#### [GOAL OF THE EXERCISE]
Wherever "below" occurs in the entries, copy the line that holds it.
### RECORDS SHOWN ###
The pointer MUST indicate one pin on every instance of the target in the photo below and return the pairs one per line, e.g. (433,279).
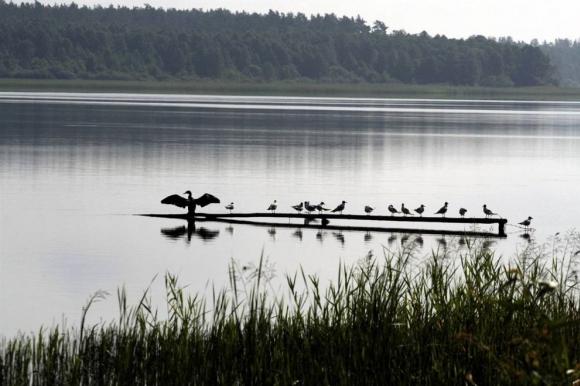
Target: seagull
(298,207)
(320,207)
(392,210)
(526,223)
(420,210)
(190,202)
(443,209)
(309,208)
(339,208)
(487,211)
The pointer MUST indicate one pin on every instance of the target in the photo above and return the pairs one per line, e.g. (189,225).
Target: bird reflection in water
(339,236)
(188,231)
(419,241)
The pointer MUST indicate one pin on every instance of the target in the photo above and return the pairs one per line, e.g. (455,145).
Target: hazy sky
(521,19)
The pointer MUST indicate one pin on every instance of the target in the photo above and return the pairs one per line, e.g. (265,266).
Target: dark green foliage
(454,319)
(67,41)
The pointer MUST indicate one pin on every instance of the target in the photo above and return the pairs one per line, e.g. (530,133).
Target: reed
(457,318)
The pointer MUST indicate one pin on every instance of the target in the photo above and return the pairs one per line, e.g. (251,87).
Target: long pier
(240,218)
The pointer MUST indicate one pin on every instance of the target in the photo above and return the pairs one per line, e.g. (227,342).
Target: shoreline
(312,89)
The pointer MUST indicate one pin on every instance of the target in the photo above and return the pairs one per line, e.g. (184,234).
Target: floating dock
(244,218)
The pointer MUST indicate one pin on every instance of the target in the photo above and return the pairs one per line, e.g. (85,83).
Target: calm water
(74,168)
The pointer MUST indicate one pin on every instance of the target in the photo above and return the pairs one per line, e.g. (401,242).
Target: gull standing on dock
(488,211)
(273,207)
(339,208)
(443,209)
(526,223)
(420,210)
(309,208)
(320,207)
(405,211)
(298,207)
(393,210)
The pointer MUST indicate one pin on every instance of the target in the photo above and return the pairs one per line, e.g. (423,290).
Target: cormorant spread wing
(176,200)
(206,199)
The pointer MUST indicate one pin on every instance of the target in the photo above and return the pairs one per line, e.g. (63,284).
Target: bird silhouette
(488,212)
(420,210)
(309,208)
(320,207)
(339,208)
(443,209)
(526,223)
(190,203)
(392,210)
(298,207)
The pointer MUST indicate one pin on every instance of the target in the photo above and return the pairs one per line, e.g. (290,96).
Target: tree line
(72,42)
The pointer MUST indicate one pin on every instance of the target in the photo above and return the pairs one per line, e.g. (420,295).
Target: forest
(72,42)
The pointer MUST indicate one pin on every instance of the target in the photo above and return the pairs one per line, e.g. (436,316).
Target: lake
(75,168)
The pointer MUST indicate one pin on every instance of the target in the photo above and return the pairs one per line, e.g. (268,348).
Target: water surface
(74,168)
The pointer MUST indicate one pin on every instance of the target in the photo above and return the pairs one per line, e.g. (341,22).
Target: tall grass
(455,319)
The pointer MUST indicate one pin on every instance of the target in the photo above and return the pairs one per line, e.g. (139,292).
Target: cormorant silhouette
(190,202)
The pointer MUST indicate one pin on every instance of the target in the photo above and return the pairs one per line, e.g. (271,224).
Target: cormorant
(190,202)
(487,211)
(443,209)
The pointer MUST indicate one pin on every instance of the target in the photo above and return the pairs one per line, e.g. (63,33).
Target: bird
(190,203)
(420,210)
(526,223)
(392,210)
(298,207)
(273,207)
(488,211)
(309,208)
(339,208)
(443,209)
(320,207)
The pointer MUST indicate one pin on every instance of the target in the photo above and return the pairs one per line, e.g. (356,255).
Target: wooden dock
(243,218)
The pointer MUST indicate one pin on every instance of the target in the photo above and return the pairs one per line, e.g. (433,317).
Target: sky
(521,19)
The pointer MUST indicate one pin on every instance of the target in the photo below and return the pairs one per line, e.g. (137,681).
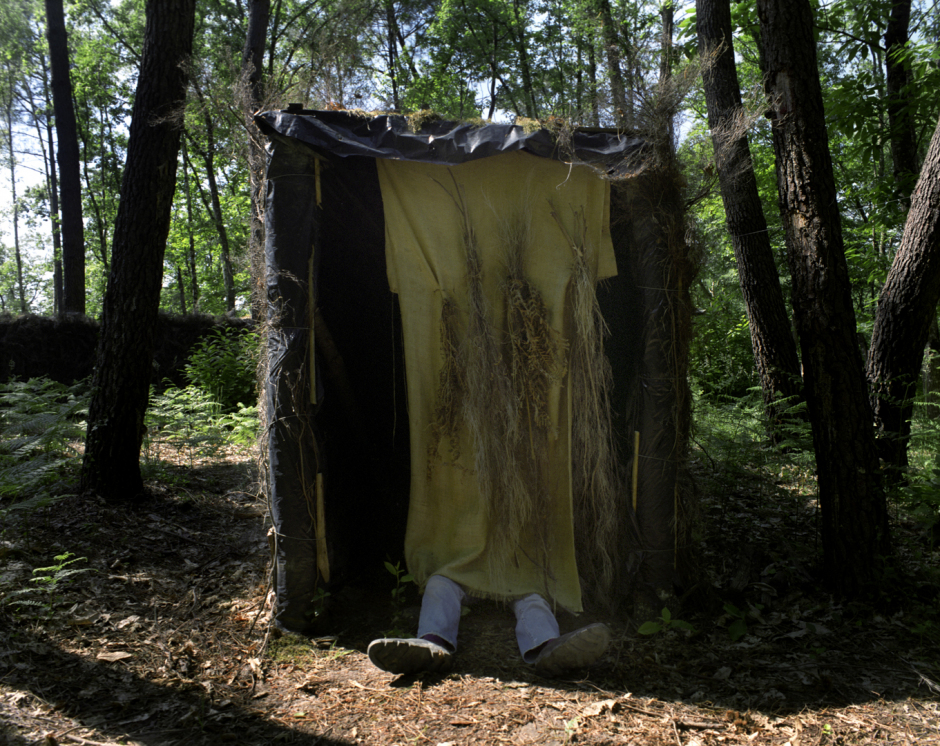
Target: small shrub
(223,364)
(41,425)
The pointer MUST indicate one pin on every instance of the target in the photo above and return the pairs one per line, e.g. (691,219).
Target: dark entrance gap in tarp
(325,226)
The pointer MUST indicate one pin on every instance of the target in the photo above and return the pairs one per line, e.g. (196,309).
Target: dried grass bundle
(490,411)
(596,474)
(536,350)
(452,383)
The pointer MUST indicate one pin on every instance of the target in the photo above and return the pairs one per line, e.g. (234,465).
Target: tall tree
(900,116)
(252,56)
(121,383)
(73,230)
(768,320)
(855,534)
(906,308)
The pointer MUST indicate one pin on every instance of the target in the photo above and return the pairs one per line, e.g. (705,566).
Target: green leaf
(737,629)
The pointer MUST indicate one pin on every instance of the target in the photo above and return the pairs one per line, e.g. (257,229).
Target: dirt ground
(165,641)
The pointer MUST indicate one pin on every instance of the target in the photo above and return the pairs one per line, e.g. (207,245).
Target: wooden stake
(323,557)
(636,465)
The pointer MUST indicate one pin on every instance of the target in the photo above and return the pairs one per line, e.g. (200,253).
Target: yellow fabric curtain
(447,527)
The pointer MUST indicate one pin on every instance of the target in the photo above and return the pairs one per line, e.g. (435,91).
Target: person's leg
(437,633)
(540,643)
(440,611)
(535,625)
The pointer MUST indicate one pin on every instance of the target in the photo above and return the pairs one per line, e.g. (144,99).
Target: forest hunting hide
(477,350)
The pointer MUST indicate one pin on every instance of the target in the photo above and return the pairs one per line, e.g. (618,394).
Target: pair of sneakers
(575,650)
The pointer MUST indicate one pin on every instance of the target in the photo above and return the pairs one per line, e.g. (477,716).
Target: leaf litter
(166,641)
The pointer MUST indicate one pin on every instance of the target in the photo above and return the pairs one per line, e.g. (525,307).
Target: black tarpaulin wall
(327,291)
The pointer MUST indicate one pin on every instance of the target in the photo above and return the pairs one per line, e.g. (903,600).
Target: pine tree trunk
(73,230)
(854,516)
(906,308)
(252,56)
(769,323)
(903,139)
(612,50)
(121,383)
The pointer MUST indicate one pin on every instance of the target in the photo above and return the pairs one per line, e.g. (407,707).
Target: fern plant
(46,595)
(223,364)
(42,424)
(187,420)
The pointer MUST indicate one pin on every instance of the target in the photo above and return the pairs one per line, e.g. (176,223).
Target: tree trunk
(121,383)
(208,159)
(903,139)
(612,48)
(56,224)
(73,231)
(768,321)
(8,111)
(191,256)
(252,57)
(518,32)
(854,515)
(906,308)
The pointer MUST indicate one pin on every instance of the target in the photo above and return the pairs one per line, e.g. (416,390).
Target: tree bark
(901,123)
(215,206)
(121,382)
(252,57)
(855,535)
(769,323)
(612,49)
(8,112)
(73,231)
(906,307)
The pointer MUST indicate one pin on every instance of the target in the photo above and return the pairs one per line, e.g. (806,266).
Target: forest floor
(164,639)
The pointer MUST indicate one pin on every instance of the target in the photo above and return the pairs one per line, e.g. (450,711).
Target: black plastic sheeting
(360,442)
(343,134)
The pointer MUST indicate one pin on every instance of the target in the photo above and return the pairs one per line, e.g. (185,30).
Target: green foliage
(46,595)
(665,622)
(403,580)
(41,427)
(223,365)
(187,421)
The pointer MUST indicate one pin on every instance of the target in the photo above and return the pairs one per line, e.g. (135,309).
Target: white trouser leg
(535,624)
(440,609)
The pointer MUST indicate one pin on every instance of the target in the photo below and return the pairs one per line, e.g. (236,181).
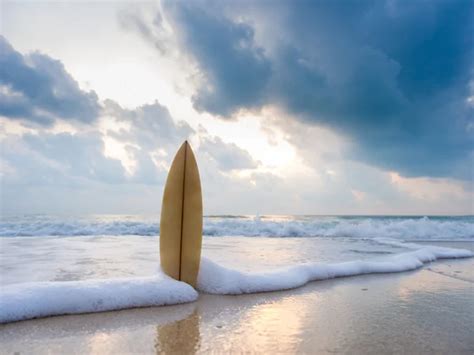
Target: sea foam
(40,299)
(415,228)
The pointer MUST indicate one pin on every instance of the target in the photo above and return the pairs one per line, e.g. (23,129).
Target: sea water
(53,265)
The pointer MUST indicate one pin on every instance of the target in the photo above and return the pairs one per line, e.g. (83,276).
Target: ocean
(73,264)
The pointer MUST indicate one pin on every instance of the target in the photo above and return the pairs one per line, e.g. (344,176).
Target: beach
(411,289)
(430,310)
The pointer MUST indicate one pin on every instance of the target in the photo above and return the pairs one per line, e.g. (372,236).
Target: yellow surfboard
(181,218)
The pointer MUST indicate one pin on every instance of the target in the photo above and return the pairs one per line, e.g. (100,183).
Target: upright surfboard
(181,218)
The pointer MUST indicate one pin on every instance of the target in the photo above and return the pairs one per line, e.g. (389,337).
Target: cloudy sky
(291,107)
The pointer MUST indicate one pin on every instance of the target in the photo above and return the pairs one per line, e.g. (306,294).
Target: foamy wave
(41,299)
(357,227)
###
#### [REPLY]
The pointer MUST indicate one pin on every instance of the target in the photo below and return the pairs one per line, e.g. (433,279).
The pointer MUST indicate one pin on every instance of the target in the photo below and return the pairs one per line, e.g. (137,681).
The pointer MUST indicate one pin on every instance of the target in the photo below and return the pairs one per line, e.g. (236,181).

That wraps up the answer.